Count how many lines in the items below contain the word "board", and give only that number.

───── Data supplied

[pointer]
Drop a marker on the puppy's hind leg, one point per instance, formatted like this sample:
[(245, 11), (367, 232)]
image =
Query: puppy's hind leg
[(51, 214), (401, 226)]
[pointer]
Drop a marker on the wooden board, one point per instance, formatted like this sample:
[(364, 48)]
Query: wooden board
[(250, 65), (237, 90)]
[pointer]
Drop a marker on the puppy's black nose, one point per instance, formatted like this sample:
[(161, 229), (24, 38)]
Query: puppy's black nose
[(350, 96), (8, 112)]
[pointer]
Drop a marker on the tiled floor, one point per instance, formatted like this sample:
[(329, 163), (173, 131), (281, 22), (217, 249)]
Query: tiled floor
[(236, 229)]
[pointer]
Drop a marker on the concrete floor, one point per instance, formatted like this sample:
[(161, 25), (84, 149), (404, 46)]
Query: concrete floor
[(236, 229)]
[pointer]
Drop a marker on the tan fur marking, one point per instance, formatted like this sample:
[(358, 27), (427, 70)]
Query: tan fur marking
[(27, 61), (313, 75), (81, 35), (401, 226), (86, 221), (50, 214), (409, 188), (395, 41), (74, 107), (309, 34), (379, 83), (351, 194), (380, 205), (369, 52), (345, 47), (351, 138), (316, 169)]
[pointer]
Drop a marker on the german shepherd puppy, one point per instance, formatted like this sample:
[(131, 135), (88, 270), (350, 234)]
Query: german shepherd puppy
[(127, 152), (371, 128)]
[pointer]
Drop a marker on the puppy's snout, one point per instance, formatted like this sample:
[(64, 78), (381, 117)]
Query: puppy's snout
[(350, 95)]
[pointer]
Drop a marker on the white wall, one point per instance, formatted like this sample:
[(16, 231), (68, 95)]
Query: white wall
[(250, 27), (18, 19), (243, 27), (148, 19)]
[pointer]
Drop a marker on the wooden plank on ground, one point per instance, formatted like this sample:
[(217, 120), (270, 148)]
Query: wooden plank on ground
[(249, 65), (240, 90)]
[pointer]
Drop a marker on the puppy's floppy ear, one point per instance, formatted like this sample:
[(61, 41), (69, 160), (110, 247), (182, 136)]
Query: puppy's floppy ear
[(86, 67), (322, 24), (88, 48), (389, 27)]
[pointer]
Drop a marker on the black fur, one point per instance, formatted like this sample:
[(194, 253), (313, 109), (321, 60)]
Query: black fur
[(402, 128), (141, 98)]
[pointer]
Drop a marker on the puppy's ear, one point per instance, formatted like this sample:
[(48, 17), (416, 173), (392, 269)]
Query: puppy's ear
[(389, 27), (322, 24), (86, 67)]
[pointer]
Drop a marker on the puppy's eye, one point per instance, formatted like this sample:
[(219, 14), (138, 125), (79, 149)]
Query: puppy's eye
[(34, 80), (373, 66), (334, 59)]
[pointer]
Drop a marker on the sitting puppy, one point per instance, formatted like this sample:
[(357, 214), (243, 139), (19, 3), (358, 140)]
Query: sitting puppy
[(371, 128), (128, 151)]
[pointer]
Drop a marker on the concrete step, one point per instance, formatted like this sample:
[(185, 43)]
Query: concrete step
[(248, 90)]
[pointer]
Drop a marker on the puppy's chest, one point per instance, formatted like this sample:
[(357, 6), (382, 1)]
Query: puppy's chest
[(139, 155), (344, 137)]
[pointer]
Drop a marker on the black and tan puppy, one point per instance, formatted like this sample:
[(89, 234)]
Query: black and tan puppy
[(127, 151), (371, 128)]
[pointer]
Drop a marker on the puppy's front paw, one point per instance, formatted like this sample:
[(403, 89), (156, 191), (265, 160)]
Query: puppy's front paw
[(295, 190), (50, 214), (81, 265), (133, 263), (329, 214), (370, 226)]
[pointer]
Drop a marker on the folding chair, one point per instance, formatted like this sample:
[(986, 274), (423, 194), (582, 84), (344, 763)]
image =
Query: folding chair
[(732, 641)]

──────────
───── Data supplied

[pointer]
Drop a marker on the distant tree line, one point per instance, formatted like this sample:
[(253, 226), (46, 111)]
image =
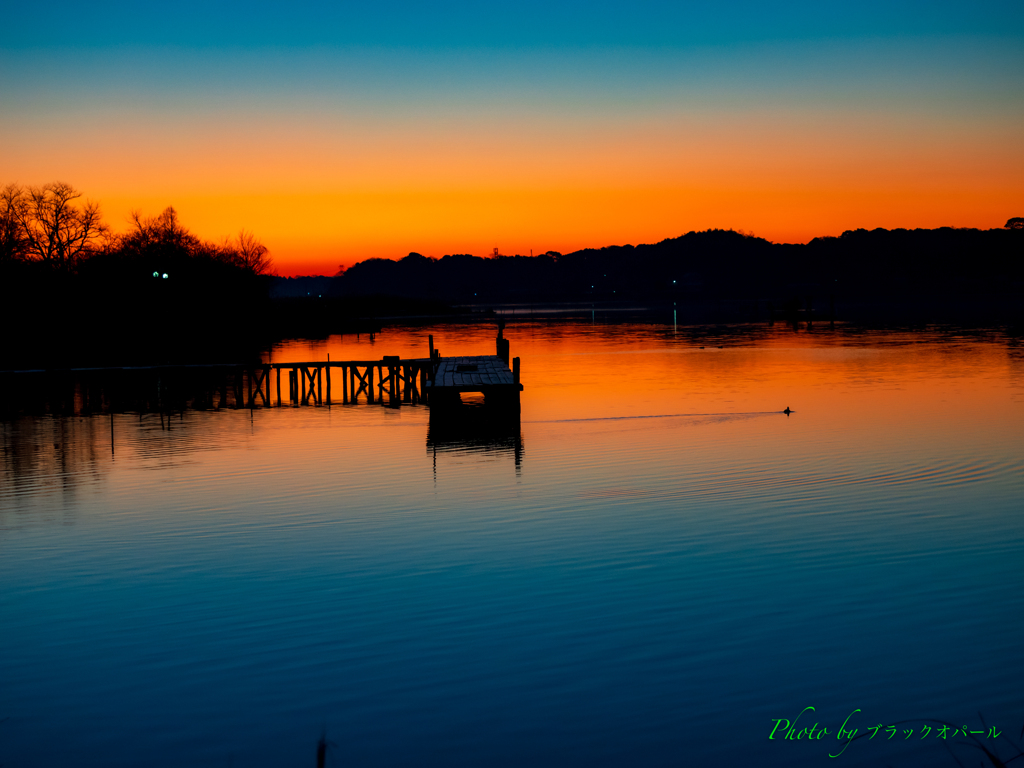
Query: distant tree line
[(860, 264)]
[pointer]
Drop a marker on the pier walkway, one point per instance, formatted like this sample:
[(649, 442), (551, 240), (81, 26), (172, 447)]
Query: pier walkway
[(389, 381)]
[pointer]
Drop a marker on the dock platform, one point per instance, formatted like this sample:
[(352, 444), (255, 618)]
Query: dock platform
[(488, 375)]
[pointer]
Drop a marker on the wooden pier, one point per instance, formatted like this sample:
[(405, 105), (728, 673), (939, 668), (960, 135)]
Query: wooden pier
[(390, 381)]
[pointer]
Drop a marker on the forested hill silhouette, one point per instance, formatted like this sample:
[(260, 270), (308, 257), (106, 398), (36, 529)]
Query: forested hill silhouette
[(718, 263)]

──────────
───── Data supplied

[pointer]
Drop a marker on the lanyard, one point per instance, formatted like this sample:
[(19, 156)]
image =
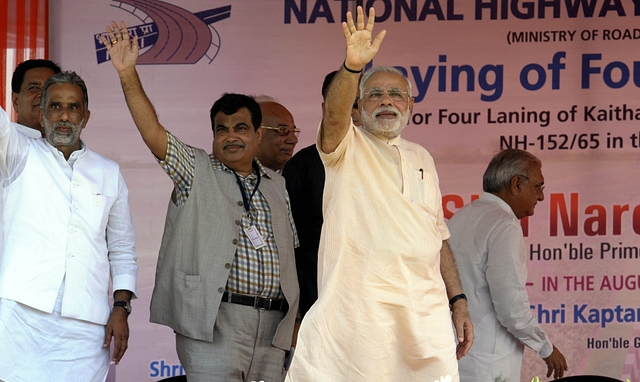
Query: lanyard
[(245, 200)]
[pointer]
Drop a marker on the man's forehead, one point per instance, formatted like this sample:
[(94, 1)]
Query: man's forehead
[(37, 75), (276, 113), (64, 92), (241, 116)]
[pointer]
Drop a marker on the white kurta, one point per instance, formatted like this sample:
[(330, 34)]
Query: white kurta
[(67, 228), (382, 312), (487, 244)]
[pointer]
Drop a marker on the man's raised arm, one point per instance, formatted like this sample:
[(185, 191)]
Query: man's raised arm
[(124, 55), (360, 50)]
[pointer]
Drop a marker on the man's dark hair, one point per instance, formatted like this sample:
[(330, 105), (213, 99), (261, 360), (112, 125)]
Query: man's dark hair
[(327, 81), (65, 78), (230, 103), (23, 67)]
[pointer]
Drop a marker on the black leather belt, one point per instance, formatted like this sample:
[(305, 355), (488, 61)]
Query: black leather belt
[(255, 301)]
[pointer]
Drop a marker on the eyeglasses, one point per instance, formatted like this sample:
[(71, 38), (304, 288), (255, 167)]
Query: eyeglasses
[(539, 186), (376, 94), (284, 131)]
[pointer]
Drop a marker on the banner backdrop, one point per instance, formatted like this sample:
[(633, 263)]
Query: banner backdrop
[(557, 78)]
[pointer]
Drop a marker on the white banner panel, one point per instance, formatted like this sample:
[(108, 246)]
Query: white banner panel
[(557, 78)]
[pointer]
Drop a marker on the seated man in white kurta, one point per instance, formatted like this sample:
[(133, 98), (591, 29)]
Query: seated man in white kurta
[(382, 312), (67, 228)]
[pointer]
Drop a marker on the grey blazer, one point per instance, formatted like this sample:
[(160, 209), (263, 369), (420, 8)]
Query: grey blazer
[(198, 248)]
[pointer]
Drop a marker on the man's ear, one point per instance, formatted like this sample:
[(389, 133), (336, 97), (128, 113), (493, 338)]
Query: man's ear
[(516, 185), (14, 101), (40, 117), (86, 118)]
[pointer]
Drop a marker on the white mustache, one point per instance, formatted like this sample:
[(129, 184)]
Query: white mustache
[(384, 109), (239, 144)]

──────────

_Exercise result_.
2